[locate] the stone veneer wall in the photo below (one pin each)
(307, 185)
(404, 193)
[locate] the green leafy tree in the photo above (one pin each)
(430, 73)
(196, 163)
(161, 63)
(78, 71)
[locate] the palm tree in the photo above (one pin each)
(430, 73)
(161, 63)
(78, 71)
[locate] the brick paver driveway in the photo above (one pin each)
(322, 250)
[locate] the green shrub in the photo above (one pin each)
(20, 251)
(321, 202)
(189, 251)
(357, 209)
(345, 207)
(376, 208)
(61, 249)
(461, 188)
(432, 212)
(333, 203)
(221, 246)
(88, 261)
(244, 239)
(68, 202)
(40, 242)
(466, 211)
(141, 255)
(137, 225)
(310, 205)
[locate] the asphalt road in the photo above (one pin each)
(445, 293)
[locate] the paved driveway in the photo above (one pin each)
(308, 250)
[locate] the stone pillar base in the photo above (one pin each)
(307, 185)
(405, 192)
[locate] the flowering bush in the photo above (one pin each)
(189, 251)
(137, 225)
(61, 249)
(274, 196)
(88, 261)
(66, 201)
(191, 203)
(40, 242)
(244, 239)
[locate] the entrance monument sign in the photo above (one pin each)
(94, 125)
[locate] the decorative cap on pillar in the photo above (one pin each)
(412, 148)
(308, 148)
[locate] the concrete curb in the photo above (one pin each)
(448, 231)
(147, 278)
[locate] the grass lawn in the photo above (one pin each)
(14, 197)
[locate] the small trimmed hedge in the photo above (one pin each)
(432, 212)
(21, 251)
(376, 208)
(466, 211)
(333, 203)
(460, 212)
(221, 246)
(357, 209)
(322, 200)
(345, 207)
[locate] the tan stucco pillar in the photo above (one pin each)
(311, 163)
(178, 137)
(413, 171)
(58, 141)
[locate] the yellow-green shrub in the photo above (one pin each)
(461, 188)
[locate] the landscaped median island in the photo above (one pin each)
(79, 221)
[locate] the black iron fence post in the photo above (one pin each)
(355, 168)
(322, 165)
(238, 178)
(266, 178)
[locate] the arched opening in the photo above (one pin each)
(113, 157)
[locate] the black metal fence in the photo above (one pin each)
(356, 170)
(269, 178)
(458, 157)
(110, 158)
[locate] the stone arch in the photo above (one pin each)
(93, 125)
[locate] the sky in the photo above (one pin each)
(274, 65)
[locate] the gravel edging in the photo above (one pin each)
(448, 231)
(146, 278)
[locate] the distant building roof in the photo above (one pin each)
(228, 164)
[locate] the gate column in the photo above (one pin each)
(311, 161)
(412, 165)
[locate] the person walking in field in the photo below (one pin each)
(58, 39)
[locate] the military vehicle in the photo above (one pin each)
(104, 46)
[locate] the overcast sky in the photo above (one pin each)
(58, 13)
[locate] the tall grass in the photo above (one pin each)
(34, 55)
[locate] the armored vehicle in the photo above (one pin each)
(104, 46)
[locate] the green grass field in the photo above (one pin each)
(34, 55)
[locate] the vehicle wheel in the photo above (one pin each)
########################################
Render every line of the material above as a JSON list of strings, one string per line, with blank lines omitted.

[
  "[locate] the stone veneer wall in the photo below (one pin each)",
  "(307, 185)",
  "(404, 193)",
  "[locate] the green leafy tree in the photo above (one pin each)",
  "(430, 73)",
  "(196, 163)",
  "(161, 63)",
  "(78, 71)",
  "[locate] the palm tree in the photo above (one pin each)",
  "(430, 73)",
  "(161, 63)",
  "(78, 71)",
  "[locate] the brick paver driveway in the photo above (one pin each)",
  "(322, 250)",
  "[locate] the green shrub in the photo above (one pin each)",
  "(20, 251)",
  "(321, 202)",
  "(189, 251)",
  "(357, 209)",
  "(345, 207)",
  "(376, 208)",
  "(61, 249)",
  "(461, 188)",
  "(432, 212)",
  "(333, 203)",
  "(221, 246)",
  "(88, 261)",
  "(244, 239)",
  "(68, 202)",
  "(40, 242)",
  "(466, 211)",
  "(141, 255)",
  "(137, 225)",
  "(310, 205)",
  "[locate] the asphalt road in the photo above (one pin each)",
  "(445, 293)",
  "[locate] the paved driveway in the photo above (one pin each)",
  "(308, 250)",
  "[locate] the stone pillar base in the photo above (one pin each)",
  "(307, 185)",
  "(405, 192)",
  "[locate] the flowering bush in the photo above (one pin each)",
  "(189, 251)",
  "(137, 225)",
  "(61, 249)",
  "(274, 196)",
  "(88, 261)",
  "(66, 201)",
  "(191, 203)",
  "(40, 242)",
  "(244, 239)",
  "[locate] the entrance monument sign in the photo above (one pin each)",
  "(94, 125)",
  "[locate] the decorative cap on pillar in the photo above (one pin each)",
  "(412, 148)",
  "(308, 148)",
  "[locate] the concrete curb in the photo above (one pin each)",
  "(448, 231)",
  "(147, 278)",
  "[locate] the grass lawn in the photo above (one pin each)",
  "(14, 197)",
  "[locate] the small trimmed hedge in the photo above (one pin each)",
  "(432, 212)",
  "(21, 251)",
  "(376, 208)",
  "(466, 211)",
  "(333, 203)",
  "(460, 212)",
  "(221, 246)",
  "(357, 209)",
  "(322, 200)",
  "(345, 207)",
  "[locate] the tan stucco pillar in the photo above (one pin each)",
  "(311, 163)",
  "(178, 137)",
  "(413, 171)",
  "(58, 141)",
  "[locate] the yellow-green shrub in the photo above (one pin each)",
  "(461, 188)",
  "[locate] the landscaped median island in the photo above (one pin each)",
  "(79, 221)",
  "[locate] the black iron fence post in the photo above (one pin each)",
  "(355, 168)",
  "(322, 165)",
  "(238, 178)",
  "(266, 178)",
  "[locate] the arched opening in the photo above (one pin each)",
  "(113, 157)",
  "[locate] the black metal fence in the photo above (one pin each)",
  "(356, 170)",
  "(269, 178)",
  "(458, 157)",
  "(110, 158)",
  "[locate] the stone arch in the photo above (one pin each)",
  "(93, 125)",
  "[locate] the sky in the photo above (one pin each)",
  "(274, 65)",
  "[locate] the gravel edging in the photo above (one pin each)",
  "(448, 231)",
  "(146, 278)",
  "[locate] the distant building roof in the photo above (one pin each)",
  "(228, 164)",
  "[locate] the gate column in the photo above (one pin each)",
  "(311, 161)",
  "(412, 165)",
  "[locate] the person walking in field in the photo below (one pin each)",
  "(58, 39)",
  "[locate] the military vehicle in the photo above (one pin each)",
  "(104, 46)",
  "[locate] the overcast sky in the photo above (one pin each)",
  "(58, 13)",
  "[locate] the tall grass in the photo above (one pin each)",
  "(34, 55)",
  "[locate] the armored vehicle in the photo above (one pin each)",
  "(104, 46)",
  "[locate] the green grass field in the photo above (one pin each)",
  "(34, 55)",
  "[locate] the vehicle wheel in the photo above (one pin each)"
]